### QUESTIONS
**A)** Answer these questions about the Leadership Development and Compensation Committee excerpt, one per line:
(i) Who may call meetings of the Committee?
(ii) What is each appointed Committee member subject to every year?
(iii) What does the Committee do about the CEO's salary, bonuses, equity awards, perquisites and other compensation and benefit plans?
**B)** Please resume the Leadership Development and Compensation Committee excerpt after its last sentence, adding further responsibilities in the same style.

### EXCERPT TO READ
* * * * *

The Board of Directors may designate one of the Committee members as the Chair of this Committee. The Chairman of the Board of Directors, any member of the Committee or the Secretary of Inspyr Therapeutics may call meetings of the Committee. Each appointed Committee member will be subject to annual reconfirmation and may be removed by the Board of Directors at any time.

 

 

Responsibilities and Authority

 

The Leadership Development and Compensation Committee will have the following responsibilities and authority:

 

Review and approve Inspyr Therapeutics’s general compensation strategy.

 

Establish annual and long-term performance goals for Inspyr Therapeutics’s CEO and other executive officers.

 

Conduct and review with the Board of Directors an annual evaluation of the performance of the CEO and other executive officers of Inspyr Therapeutics.

 

Evaluate the competitiveness of the compensation of the CEO and the other executive officers.

 

Review and make recommendations to the Board of Directors regarding the salary, bonuses, equity awards, perquisites and other compensation and benefit plans for the CEO.

 

Review and approve all salaries, bonuses, equity awards, perquisites and other compensation and benefit plans for the other executive officers of Inspyr Therapeutics.

 

Review and approve the terms of any offer letters, employment agreements, termination agreements or arrangements, change-in-control agreements, indemnification agreements and other material agreements between Inspyr Therapeutics and its executive officers.

* * * * *

(Source data)
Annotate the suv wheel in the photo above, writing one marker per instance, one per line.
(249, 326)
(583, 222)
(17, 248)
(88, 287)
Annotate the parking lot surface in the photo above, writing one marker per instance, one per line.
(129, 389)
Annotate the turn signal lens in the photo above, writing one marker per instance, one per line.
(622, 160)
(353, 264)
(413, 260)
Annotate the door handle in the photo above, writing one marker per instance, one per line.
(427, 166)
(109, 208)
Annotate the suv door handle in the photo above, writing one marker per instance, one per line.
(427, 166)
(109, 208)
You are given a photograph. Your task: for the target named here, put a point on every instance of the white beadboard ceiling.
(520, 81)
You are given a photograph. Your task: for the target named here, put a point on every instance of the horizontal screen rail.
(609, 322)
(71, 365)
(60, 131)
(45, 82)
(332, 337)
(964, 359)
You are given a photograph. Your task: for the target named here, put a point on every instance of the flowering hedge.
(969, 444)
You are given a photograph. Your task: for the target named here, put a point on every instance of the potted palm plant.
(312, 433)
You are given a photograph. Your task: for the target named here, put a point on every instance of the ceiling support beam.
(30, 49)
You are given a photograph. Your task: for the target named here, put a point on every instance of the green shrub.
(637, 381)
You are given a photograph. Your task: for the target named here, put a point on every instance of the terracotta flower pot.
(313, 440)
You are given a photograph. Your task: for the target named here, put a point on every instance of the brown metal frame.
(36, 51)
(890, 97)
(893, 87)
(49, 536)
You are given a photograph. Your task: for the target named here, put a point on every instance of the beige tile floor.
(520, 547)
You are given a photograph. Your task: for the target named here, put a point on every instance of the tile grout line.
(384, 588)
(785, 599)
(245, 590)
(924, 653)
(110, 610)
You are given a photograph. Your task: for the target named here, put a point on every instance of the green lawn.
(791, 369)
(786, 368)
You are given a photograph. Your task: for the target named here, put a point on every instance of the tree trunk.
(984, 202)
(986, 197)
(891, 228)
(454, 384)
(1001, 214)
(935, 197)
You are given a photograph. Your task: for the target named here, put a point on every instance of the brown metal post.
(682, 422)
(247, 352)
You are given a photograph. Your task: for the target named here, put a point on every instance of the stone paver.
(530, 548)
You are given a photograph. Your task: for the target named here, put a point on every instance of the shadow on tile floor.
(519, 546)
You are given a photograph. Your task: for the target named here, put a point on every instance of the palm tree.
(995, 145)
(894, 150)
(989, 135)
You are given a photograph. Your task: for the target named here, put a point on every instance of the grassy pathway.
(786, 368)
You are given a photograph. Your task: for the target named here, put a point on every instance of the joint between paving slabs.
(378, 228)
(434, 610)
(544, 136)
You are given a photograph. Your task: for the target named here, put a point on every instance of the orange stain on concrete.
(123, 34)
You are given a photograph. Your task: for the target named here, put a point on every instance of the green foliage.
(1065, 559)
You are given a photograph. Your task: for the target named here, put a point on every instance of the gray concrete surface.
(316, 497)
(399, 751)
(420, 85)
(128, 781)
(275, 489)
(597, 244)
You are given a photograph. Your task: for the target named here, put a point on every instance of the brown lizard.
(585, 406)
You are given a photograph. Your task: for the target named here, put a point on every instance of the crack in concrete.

* * * * *

### ANSWERS GIVEN
**A)**
(i) The Chairman of the Board of Directors, any member of the Committee or the Secretary of Inspyr Therapeutics.
(ii) Annual reconfirmation.
(iii) It reviews them and makes recommendations to the Board of Directors.

**B)**
Act as the administering Committee for Inspyr Therapeutics’s stock and bonus plans and for any equity or cash compensation arrangements that may be adopted by Inspyr Therapeutics from time to time, with such authority and powers as are set forth in the respective instruments establishing such arrangements, including establishing performance metrics, determining bonus payouts and granting equity awards to employees and executive officers.

 

Provide oversight for Inspyr Therapeutics’s overall compensation plans and benefit programs, monitor trends in executive and overall compensation and make recommendations to the Board of Directors with respect to improvements to such plans and programs or the adoption of new plans and programs.

  

Review and recommend compensation programs as well as fees, bonuses and equity awards for non-employee members of the Board of Directors.

 

Review plans for the development, retention and succession of executive officers of Inspyr Therapeutics.

 

Review executive education and development programs.

 

Monitor total equity usage for compensation and establish appropriate equity dilution levels.

 

Report regularly to the Board of Directors on the Committee’s activities.

 

 

 

Review and discuss with management the annual Compensation Discussion and Analysis (CD&A) disclosure regarding named executive officer compensation and, based on this review and discussions, recommend including the CD&A disclosure in Inspyr Therapeutics’s annual public filings.

 

Prepare and approve the annual Leadership Development and Compensation Committee Report to be included in Inspyr Therapeutics’s annual public filings.

 

Perform a review, at least annually, of the performance of the Committee and its members and report to the Board of Directors on the results of this review. In addition, the Committee shall review and reassess periodically this Charter and recommend to the Board of Directors any improvements to this Charter that the Committee considers necessary or valuable.

 

The Committee can delegate any of its responsibilities to the extent allowed under applicable law.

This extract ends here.